(Named-object pointing records)
▼

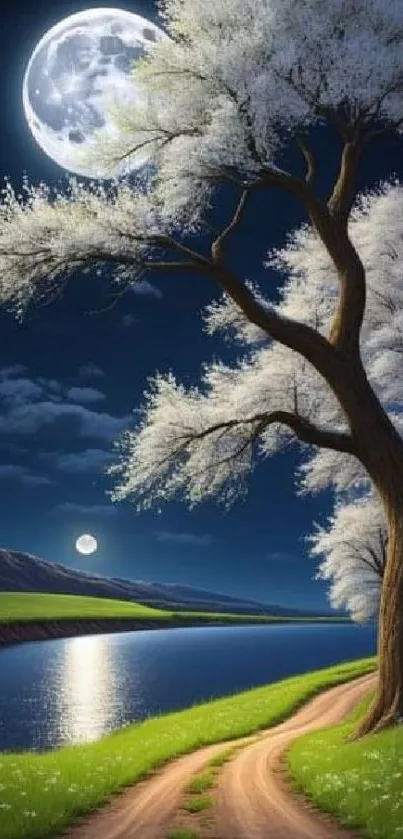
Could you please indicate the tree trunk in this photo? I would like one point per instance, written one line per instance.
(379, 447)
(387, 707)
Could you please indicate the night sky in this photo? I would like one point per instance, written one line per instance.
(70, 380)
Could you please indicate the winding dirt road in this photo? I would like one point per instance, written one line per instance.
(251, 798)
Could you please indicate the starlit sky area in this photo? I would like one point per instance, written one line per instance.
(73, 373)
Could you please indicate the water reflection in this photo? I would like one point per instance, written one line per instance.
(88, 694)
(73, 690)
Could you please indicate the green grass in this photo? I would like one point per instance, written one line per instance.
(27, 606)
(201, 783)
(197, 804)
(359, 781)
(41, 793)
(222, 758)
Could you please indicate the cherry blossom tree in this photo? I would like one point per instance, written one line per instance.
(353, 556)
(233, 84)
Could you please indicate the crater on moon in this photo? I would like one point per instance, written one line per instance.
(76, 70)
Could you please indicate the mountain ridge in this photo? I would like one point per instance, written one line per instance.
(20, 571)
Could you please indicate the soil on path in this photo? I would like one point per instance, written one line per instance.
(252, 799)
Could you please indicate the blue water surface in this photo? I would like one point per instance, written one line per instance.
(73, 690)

▲
▼

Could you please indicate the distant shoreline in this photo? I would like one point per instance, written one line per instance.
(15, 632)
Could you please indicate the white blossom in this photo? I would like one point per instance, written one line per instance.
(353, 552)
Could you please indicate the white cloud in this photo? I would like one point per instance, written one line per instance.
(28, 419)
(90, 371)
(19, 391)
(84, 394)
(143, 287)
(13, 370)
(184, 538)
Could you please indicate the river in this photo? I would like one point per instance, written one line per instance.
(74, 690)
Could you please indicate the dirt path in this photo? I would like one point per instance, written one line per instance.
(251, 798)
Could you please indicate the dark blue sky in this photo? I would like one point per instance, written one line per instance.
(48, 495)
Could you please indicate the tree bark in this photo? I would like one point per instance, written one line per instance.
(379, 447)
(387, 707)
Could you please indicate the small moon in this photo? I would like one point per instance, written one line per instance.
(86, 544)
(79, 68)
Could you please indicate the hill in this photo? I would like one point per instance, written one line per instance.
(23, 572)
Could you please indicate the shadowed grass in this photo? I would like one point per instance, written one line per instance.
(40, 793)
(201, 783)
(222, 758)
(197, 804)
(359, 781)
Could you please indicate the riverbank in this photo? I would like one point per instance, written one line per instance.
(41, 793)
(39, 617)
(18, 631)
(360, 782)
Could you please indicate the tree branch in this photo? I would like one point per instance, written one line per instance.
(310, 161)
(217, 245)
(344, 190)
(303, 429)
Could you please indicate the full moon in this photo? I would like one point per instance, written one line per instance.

▲
▼

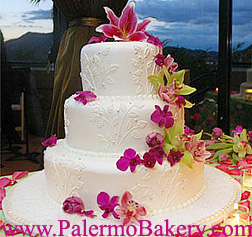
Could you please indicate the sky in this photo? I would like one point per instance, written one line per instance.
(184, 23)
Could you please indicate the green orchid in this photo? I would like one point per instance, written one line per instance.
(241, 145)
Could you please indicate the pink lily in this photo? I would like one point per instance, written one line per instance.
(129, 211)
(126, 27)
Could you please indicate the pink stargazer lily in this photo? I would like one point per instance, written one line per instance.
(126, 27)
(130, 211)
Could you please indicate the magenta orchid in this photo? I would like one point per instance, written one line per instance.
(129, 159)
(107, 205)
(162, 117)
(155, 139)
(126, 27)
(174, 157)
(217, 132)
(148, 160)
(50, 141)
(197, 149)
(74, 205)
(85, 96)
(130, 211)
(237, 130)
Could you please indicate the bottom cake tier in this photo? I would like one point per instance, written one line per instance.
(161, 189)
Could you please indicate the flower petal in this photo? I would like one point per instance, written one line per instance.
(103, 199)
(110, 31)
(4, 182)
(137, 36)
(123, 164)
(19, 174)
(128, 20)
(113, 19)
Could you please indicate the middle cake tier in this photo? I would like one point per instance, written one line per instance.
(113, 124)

▲

Count the lines of the material above that contain the string "moon", and reply with that number alone.

3